Document segment:
====

The moustachioed star, 58, is increasingly turning from the silver screen to puppetry.

Following a feted four-decade career, Bouli Lanners is increasingly turning from the silver screen to puppetry
Following a feted four-decade career, Bouli Lanners is increasingly turning from the silver screen to puppetry - Copyright AFP Munir uz ZAMAN
Following a feted four-decade career, Bouli Lanners is increasingly turning from the silver screen to puppetry - Copyright AFP Munir uz ZAMAN
Matthieu DEMEESTERE

Award-winning Belgian film actor Bouli Lanners tenderly applies the final brushstrokes to a traditional wooden puppet he is working on in the cellar of his home in Liege.

Following a feted four-decade career — which saw him claim best supporting actor at the French equivalent of the Oscars this year — the moustachioed star, 58, is increasingly turning from the silver screen to puppetry.

After inheriting last year a collection from his father-in-law, whose family had run one of Liege’s famed puppet troupes, he is now looking to set up his own theatre in his backyard with his wife.

====

Provided data:
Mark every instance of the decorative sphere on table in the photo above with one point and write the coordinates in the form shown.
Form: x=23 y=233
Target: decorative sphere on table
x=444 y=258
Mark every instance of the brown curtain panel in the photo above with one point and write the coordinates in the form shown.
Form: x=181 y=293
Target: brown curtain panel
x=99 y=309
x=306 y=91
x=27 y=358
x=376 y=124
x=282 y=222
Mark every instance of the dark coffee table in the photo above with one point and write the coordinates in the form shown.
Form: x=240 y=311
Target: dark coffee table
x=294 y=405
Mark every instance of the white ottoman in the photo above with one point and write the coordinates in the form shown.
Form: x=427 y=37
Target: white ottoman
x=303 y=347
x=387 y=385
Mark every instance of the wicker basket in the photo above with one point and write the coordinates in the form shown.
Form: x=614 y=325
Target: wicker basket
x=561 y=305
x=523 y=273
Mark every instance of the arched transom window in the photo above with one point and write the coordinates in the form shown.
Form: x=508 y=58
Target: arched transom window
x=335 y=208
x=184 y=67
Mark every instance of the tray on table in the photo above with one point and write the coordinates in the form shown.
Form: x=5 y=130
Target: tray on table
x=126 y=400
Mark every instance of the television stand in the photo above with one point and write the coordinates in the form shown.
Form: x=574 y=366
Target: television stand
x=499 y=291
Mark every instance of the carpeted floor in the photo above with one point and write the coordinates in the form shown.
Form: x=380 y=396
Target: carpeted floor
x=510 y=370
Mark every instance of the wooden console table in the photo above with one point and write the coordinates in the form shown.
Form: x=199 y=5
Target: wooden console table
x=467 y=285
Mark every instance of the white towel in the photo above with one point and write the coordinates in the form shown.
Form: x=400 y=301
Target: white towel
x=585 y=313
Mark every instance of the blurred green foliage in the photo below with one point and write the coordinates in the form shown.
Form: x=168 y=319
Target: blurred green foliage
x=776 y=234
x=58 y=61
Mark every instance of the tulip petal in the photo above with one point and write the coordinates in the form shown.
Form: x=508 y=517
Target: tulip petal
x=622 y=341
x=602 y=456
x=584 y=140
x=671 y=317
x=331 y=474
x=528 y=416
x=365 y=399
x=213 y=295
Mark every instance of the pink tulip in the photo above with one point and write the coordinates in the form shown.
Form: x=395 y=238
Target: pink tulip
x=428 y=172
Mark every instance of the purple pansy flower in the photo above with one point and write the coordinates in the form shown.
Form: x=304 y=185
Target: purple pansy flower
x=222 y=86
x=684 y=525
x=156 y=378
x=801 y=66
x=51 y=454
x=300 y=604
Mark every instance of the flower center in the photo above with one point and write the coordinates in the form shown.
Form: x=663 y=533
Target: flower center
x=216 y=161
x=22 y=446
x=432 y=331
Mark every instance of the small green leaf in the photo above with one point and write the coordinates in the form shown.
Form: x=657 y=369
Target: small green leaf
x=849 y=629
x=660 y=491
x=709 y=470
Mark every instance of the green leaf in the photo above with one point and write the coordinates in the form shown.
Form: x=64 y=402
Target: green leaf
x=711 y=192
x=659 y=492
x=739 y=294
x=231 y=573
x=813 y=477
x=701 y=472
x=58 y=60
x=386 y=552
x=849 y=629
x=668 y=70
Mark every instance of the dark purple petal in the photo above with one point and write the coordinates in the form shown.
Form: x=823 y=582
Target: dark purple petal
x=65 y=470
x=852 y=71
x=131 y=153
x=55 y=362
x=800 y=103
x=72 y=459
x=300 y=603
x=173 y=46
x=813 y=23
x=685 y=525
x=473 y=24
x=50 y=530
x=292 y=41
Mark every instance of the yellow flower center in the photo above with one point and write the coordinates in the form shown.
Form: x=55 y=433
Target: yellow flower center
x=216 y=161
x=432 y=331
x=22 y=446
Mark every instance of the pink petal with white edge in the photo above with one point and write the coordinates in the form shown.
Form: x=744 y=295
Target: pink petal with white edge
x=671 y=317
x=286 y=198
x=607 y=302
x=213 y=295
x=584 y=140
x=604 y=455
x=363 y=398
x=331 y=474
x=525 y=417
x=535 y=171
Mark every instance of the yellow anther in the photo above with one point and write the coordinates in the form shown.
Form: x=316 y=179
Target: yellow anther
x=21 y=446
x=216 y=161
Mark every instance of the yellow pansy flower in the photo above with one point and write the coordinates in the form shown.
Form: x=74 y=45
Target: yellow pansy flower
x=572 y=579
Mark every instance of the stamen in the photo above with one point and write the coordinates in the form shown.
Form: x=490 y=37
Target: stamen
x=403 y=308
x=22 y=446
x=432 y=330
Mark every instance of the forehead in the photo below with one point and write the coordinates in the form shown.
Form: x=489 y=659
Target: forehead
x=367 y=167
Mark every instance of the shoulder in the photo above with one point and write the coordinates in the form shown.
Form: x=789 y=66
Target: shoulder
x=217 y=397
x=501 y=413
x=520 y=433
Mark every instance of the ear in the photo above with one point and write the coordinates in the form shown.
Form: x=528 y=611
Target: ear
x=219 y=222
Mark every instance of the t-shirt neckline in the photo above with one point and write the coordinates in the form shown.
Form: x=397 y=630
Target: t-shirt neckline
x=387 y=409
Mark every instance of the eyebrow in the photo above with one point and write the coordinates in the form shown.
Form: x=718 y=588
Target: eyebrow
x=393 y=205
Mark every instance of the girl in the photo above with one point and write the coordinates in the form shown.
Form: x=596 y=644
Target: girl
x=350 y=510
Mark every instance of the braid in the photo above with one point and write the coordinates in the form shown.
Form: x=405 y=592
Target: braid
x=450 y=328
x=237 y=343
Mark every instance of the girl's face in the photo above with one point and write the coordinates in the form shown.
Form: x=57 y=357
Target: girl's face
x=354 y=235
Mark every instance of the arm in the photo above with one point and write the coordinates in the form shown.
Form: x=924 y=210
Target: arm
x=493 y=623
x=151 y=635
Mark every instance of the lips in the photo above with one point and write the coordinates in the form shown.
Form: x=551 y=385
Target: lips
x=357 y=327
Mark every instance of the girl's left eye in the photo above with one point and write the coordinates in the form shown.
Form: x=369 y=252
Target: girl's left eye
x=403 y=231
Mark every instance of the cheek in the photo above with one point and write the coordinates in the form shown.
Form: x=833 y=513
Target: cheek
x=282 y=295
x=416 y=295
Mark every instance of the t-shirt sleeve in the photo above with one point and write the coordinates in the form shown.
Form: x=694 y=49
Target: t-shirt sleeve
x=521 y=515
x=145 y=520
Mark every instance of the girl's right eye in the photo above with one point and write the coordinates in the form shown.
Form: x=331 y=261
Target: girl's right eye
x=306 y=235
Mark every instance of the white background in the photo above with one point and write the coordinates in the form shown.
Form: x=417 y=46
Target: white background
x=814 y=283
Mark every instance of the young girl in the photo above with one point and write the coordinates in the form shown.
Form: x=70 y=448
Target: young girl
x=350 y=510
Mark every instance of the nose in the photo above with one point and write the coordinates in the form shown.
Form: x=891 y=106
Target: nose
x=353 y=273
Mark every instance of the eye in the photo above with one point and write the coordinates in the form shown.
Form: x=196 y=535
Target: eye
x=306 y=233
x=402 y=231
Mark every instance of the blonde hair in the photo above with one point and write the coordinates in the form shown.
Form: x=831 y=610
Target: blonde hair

====

Exercises to complete:
1. In the listing, swap "carpeted" for "tiled" in the lines between the line holding "Mark every instance of the carpeted" and the line holding "x=510 y=370", inclusive. Give those lines again with nothing else changed.
2. Please continue the article about Bouli Lanners and puppetry past its last sentence.
The article about Bouli Lanners and the listing are unrelated material.

Answers to the exercises:
1.
Mark every instance of the tiled floor in the photo above with one point and write the coordinates in the form shown.
Form: x=380 y=396
Target: tiled floor
x=510 y=370

2.
“A puppet hanging in a library is a dead puppet, you have to give it life, make it play,” he told AFP.

“Our goal is to transmit theatre.”

In an age of computer-enhanced superhero blockbusters and streaming services, the couple might seem to be swimming against the tide.

But Lanners is convinced there is still room for the slower form of entertainment that has always had a special place in this working-class town of 200,000 in eastern Belgium.

“Until the 1920s, there were 62 theatres in Liege,” Lanners said.

“Cinema killed off puppetry somewhat, but today there are still six fixed and three travelling theatres.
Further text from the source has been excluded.